(Passage shown)

There are different somatosensory receptors for touch, including corpuscles. Pain is signalled by nociceptors. There are three types of nociceptors: thermal, mechanical and polymodal (wide range of stimuli). Myelinated nociceptors are responsible for immediate pain and unmyelinated nociceptors are responsible for longer-lasting pain. Proprioception refers to information about the body’s position.

The initial receiving area is called the primary somatosensory cortex. It contains a somatotopic representation of the body. This is called sensory homunculus. The relative amount of cortical representation corresponds to the relative importance of somatosensory information of that part of the body (e.g: hands have a bigger cortical area than the knee). The secondary sensory cortex builds more complex representations (e.g: texture).

Functional reorganization (cortical plasticity) might occur in the brain through the remodelling of neuronal connections. The phantom limb sensation might occur because a body part is touched that has appropriated the missing limb’s old area in the cortex.

Long term plasticity may result from the growth of new synapses and/or axons. Immediate effects are likely to be due to a sudden reduction in inhibition that normally suppresses inputs from neighbouring regions.

Exteroceptive perception is perceiving information at a distance. The image we perceive is inverted and focused to project on the retina. It is composed of photoreceptors, which includes rods and cones. Rods and cones do not fire action potentials but trigger action potentials in downstream neurons. Rods are useful for little light and cones are useful with a lot of light. There are three types of cones, defined by their sensitivity to different regions of the visible spectrum. A cone that responds to short-wavelength (1) (blue part of the vision), cones that respond to medium wavelength (2) (green part of the spectrum) and cones that respond to long-wavelength (3) (red part of the spectrum). The fovea is the centre of the retina. Cones are densely packed here and the rods are more at the outer layer of the retina.

The optic nerve is a bundle of axons of ganglion cells that transmits information to the central nervous system. Rods transmit information to ganglion cells. Multiple rods transmit information to a single ganglion cell. By summing the output, rods can activate a ganglion cell even in low light situations. Each ganglion cell is activated by only a few cones. The crossover place of the optic nerve is called the optic chiasm.

There are different cortical visual areas, areas responsible for a distinct region of visual processing. One hypothesis for the multiple brain areas dedicated to vision is that it is hierarchical. Another hypothesis is that visual perception is an analytical process. This means that each area provides information about different attributes. Processing is distributed and specialized.

(End Passage shown)
(Record extracts)

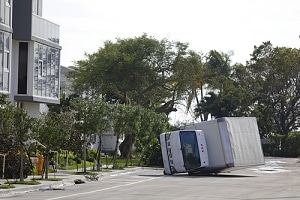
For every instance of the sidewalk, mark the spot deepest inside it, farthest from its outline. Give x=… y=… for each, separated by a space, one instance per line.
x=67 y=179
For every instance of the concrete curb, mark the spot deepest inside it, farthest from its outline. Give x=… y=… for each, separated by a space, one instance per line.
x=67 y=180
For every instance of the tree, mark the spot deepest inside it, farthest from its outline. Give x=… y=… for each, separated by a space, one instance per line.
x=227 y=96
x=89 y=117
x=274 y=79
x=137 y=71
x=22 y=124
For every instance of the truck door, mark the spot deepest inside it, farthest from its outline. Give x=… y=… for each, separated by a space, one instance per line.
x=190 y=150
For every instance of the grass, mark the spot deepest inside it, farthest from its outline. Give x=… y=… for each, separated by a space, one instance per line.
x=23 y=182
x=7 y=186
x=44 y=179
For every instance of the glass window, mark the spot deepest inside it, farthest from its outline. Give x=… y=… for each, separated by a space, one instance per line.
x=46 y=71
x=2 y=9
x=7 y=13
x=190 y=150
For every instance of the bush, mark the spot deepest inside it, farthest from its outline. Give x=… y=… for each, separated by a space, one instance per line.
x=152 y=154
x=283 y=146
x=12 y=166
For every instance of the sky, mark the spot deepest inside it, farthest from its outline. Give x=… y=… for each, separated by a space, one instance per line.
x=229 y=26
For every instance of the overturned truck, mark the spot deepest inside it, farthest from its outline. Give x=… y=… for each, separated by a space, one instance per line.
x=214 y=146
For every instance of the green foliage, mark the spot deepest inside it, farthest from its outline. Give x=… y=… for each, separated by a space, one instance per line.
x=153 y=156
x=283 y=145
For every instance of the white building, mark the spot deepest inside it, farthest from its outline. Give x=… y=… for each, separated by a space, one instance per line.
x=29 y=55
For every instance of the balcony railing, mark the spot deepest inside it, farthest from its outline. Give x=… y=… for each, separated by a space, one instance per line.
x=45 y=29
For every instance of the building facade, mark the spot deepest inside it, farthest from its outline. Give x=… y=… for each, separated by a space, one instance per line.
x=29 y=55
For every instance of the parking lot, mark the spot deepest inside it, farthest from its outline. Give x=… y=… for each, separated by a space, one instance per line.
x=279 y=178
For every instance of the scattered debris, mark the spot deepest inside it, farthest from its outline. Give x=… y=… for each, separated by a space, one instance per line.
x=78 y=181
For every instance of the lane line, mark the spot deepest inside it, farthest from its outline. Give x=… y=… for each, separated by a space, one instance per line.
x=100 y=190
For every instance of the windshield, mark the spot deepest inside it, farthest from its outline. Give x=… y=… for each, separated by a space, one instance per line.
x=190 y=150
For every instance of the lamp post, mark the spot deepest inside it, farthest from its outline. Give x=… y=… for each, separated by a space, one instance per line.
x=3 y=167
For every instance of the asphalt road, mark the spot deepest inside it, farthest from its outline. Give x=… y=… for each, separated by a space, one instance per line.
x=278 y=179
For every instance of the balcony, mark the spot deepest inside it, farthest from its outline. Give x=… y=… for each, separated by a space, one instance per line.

(End Record extracts)
(Record extracts)

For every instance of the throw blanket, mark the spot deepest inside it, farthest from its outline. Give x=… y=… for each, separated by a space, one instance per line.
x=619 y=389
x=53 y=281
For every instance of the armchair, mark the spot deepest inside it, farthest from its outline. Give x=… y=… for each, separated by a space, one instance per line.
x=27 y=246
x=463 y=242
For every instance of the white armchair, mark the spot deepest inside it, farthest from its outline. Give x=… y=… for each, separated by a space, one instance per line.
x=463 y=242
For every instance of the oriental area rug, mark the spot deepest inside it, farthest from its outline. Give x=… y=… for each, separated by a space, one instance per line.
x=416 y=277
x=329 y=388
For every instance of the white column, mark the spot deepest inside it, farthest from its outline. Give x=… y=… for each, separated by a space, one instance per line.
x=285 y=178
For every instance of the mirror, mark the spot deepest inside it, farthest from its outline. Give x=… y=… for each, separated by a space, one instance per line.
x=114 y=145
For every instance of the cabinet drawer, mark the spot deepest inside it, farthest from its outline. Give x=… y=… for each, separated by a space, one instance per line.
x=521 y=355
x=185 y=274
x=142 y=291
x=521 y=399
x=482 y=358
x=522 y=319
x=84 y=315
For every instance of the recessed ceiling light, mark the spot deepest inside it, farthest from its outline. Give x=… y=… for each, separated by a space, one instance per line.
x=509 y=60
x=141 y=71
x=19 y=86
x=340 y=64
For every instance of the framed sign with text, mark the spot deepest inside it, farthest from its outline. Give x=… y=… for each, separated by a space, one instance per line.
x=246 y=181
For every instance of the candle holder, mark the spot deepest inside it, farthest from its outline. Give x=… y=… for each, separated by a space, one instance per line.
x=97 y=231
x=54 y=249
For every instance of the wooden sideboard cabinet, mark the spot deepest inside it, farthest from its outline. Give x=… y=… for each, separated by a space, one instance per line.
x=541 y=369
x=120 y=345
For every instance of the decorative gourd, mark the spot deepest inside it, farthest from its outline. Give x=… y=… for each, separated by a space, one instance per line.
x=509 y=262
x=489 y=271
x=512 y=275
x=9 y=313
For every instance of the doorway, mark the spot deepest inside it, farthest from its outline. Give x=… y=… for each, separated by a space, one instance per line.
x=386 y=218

(End Record extracts)

▸ Problem A:
Answer these questions from the passage on touch and vision:
(i) What are the three types of nociceptors?
(ii) What is the centre of the retina called?
(iii) What is the crossover place of the optic nerve called?
▸ Problem B: Reproduce the portion of the passage on touch and vision between "There are different somatosensory" and "representations (e.g: texture).", inclusive.

▸ Written reply A:
(i) Thermal, mechanical and polymodal
(ii) The fovea
(iii) The optic chiasm

▸ Written reply B:
There are different somatosensory receptors for touch, including corpuscles. Pain is signalled by nociceptors. There are three types of nociceptors: thermal, mechanical and polymodal (wide range of stimuli). Myelinated nociceptors are responsible for immediate pain and unmyelinated nociceptors are responsible for longer-lasting pain. Proprioception refers to information about the body’s position.

The initial receiving area is called the primary somatosensory cortex. It contains a somatotopic representation of the body. This is called sensory homunculus. The relative amount of cortical representation corresponds to the relative importance of somatosensory information of that part of the body (e.g: hands have a bigger cortical area than the knee). The secondary sensory cortex builds more complex representations (e.g: texture).